=== Section Start ===

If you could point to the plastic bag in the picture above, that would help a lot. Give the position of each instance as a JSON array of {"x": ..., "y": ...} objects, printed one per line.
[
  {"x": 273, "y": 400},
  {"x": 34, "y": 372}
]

=== Section End ===
=== Section Start ===

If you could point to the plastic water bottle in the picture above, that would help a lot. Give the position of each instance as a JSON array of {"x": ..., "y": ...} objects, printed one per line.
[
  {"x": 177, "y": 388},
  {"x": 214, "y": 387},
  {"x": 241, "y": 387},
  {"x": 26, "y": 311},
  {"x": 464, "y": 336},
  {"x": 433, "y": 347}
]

=== Section End ===
=== Section Start ===

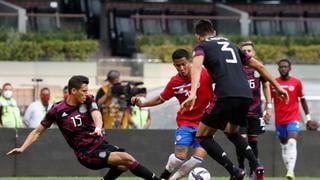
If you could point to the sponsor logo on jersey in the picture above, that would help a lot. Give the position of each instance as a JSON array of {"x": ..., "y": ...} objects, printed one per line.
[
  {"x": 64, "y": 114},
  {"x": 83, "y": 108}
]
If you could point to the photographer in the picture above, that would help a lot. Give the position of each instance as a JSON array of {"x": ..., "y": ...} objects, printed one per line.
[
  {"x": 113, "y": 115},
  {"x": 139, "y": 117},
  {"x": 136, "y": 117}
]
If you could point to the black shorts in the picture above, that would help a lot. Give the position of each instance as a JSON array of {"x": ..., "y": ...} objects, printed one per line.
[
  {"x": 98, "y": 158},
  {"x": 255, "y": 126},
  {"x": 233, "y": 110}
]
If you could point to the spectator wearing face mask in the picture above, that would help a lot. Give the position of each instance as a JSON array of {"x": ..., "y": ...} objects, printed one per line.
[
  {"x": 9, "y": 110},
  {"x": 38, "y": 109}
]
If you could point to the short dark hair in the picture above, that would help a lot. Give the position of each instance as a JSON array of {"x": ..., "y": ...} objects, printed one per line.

=== Section End ===

● What the task requires: Everything in the material above from the line that has "If you could point to the black" through the line that has "If you could point to the short" must be duplicated exactly, with no other lines given.

● Response below:
If you could point to the black shorts in the picture above, that would help a lot. Give the position of each instance as a JSON array of {"x": ..., "y": ...} objects, printed one per line.
[
  {"x": 98, "y": 158},
  {"x": 255, "y": 126},
  {"x": 233, "y": 110}
]
If you could point to the spectator wearing face mask in the picture above, that would help a lot. Give the position of each instance as a JSON array of {"x": ..., "y": ...} objects, printed one per line.
[
  {"x": 9, "y": 110},
  {"x": 38, "y": 109}
]
If you could point to the short dark hair in the picture above, that would help a lot. Give the position of each instance as a JSON array of {"x": ..., "y": ...} objects, printed one per line.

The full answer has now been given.